Task statement:
Rewrite these lines with every "burgundy" swapped for "maroon" and nothing else changed. Leave the pictures out of the output.

───

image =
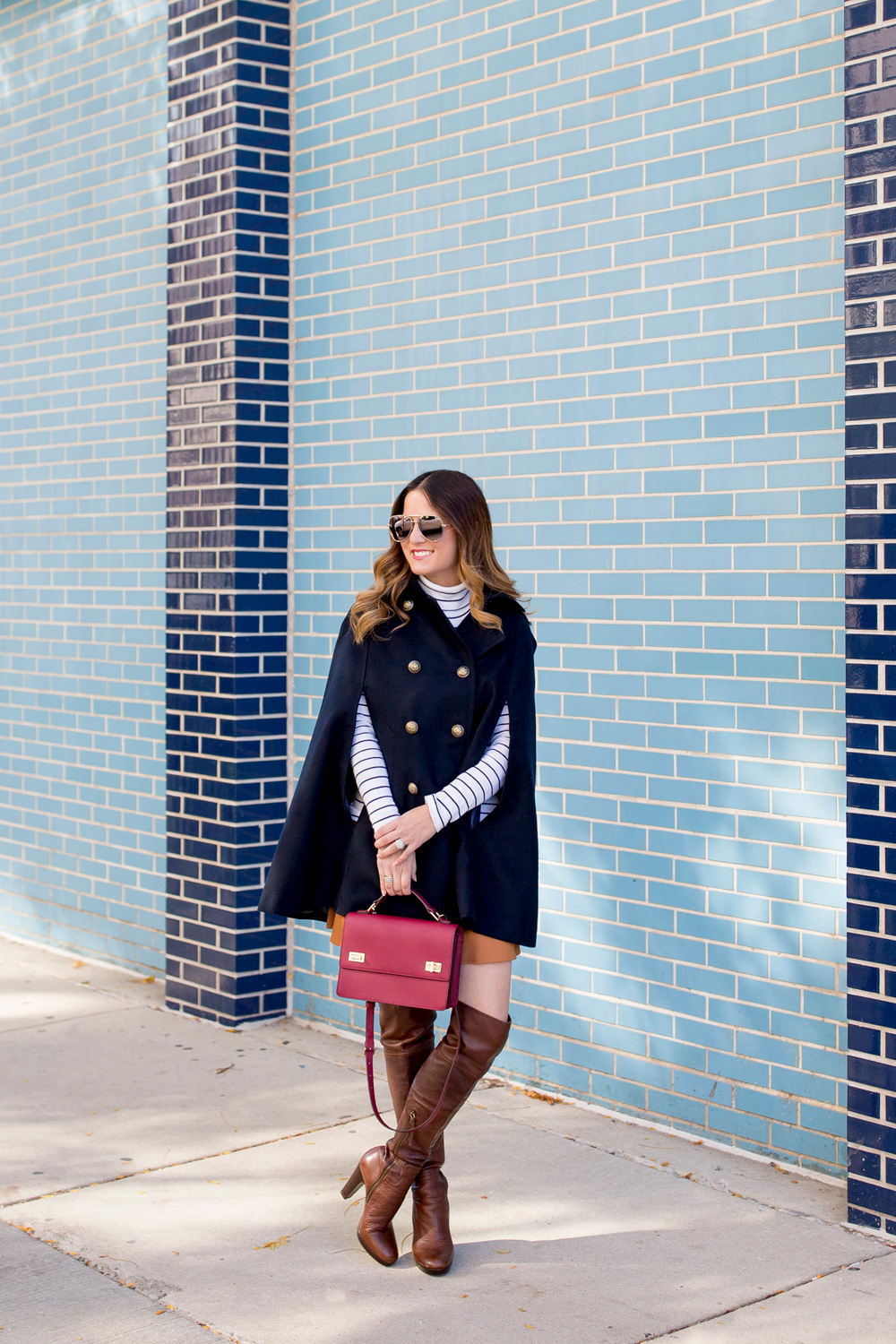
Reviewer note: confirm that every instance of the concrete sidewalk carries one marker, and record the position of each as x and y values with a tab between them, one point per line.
158	1185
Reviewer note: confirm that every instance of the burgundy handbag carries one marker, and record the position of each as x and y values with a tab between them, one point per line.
395	960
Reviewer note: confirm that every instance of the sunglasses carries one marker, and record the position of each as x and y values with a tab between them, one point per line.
403	524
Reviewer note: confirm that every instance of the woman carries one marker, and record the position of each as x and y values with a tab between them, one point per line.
422	771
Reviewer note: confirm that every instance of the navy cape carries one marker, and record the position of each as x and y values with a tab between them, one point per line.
435	694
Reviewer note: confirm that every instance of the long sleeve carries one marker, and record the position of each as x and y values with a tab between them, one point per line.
477	787
371	776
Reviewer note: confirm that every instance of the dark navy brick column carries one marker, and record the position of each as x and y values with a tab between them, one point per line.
228	499
871	610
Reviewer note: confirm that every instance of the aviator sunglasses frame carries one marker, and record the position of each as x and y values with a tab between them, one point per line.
432	527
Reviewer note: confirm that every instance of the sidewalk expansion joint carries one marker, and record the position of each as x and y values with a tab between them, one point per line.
763	1297
650	1164
59	1021
185	1161
151	1292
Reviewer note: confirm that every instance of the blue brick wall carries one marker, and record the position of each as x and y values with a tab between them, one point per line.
82	397
589	253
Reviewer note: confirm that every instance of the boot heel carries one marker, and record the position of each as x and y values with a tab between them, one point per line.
354	1183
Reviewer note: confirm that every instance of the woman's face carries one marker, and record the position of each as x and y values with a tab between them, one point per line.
435	561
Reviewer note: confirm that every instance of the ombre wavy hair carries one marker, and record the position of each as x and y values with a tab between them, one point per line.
458	502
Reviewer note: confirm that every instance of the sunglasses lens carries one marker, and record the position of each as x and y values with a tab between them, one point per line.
401	527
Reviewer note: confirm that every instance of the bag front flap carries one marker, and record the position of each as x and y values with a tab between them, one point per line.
397	946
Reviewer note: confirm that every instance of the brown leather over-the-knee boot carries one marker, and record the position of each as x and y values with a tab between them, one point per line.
409	1038
438	1091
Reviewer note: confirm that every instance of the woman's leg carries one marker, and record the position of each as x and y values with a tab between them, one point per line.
465	1054
487	986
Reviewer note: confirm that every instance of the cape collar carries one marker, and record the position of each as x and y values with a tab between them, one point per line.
469	636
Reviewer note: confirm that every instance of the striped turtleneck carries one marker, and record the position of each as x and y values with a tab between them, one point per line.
474	788
454	601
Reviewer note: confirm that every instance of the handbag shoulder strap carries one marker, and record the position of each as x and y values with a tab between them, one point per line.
368	1058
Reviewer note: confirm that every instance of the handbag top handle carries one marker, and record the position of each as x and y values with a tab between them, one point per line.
429	909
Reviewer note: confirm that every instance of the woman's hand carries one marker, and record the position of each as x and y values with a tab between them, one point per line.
392	882
414	828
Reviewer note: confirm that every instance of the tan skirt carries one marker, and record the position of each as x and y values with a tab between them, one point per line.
478	951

───

Solution below:
image =
Reviewer note: confirm that every instance of the concrete sidewalk carries one marker, and record the position of each as x and y values with a tab between them, one point per line.
158	1185
Reviewer note: confirm that every instance of the maroon handbag carries one marker, and record the position of each as x and y values with a tab between them, one point per line.
395	960
Reviewer note: confirm that every instance of the sunglasses carries one marker, and record the position of each as x and y values with a tab between them, one point per line.
403	524
Reviewer note: confirm that every instance of the woman carries one marker, and record the position of each as x and y values with a tab between them, one point per line.
422	771
Reviewer note: confirm that every instance of the navy cape carries one marker, and record the position of each as x and y values with a tab between them, one point per line.
435	694
Reviewer note: confirm that every instance of the long sleeve carries one marker, and record the position of each as x and y values with a tab between them, one point per line.
477	787
371	776
Reviewer note: confirm that every instance of the dark navy brick column carries one marker, and record the position of each as x and y values with a tab between them, one point per line.
228	499
871	610
Reviewer note: confirm that every instance of the aviator sunglasses frame carries one marker, and record the position of each as x and y values with a tab between them, one point per line.
432	527
Reviewer note: confirm that every instance of the sidewalk expansion joint carries one marker, and record the position of each as x and y values with a tab between them, one point per line.
763	1297
650	1164
59	1021
185	1161
151	1292
Reviewer note: confirm that every instance of the blue brick wall carries one marker, and record the position of each as x and y values with a tab between them, one point per line.
82	397
589	253
Reviewer note: confirm that every instance of the boot heel carries one marker, and record the position of each as x and y values with a tab between them, one point per line.
354	1183
Reviewer note: confirm that every instance of the woman's face carries one marker, and record the position of each as x and y values with a tab between them, one point per line.
435	561
Reviewer note: confirm that every instance of the ombre wavy hair carries one marker, and record the position of each as x and y values with a tab between them, one point per line.
458	502
Reviewer note: confirm that every instance of the sunglasses lens carries one marker, and record the position of each as x and y values with a tab between them, one point per line.
401	527
Reviewer note: confirm that every instance of the bag front flap carries one marker, and record the position of each as x and y values with a tab between them, one point per line.
397	946
Reviewer note: confirm that every instance of the brown leather over-the-knee boot carries one marker, and record the position of each as x and y values with a tab between them, one point per line.
409	1038
438	1091
Reviewer note: confirm that every instance of the woman's leg carries one marker, and record the position of each as x and y values with a tab between them, one point per line.
465	1054
487	986
Reviewer note: confirm that every instance of the cape collar carries one marker, and record the position of each as x and y values with a tab between them, one point per line.
469	636
Reviewer note: confirm that every instance of the striped turtleneck carries one marker, and record the position of each as x and y values with a tab between them, one point per line.
474	788
454	601
Reviewer note: confirm that every instance of the handbag shoulder strap carries one marker, and record the position of each as x and y values with a tab between them, one point per line.
368	1058
Reviewer note: confirm that every instance of the handbag top handle carries one marker, and record the position of each as x and y values with a tab between them, one point per line.
429	909
Reviewer note: confirm that every instance of the woman's hand carries one marker, and record the position of each as x and y values with a tab between them, one point per line.
392	882
414	828
Reviewer note: confirm that every instance of the tan skirt carries one marker, and record the position of each as x and y values with a tab between them, one point per line.
478	951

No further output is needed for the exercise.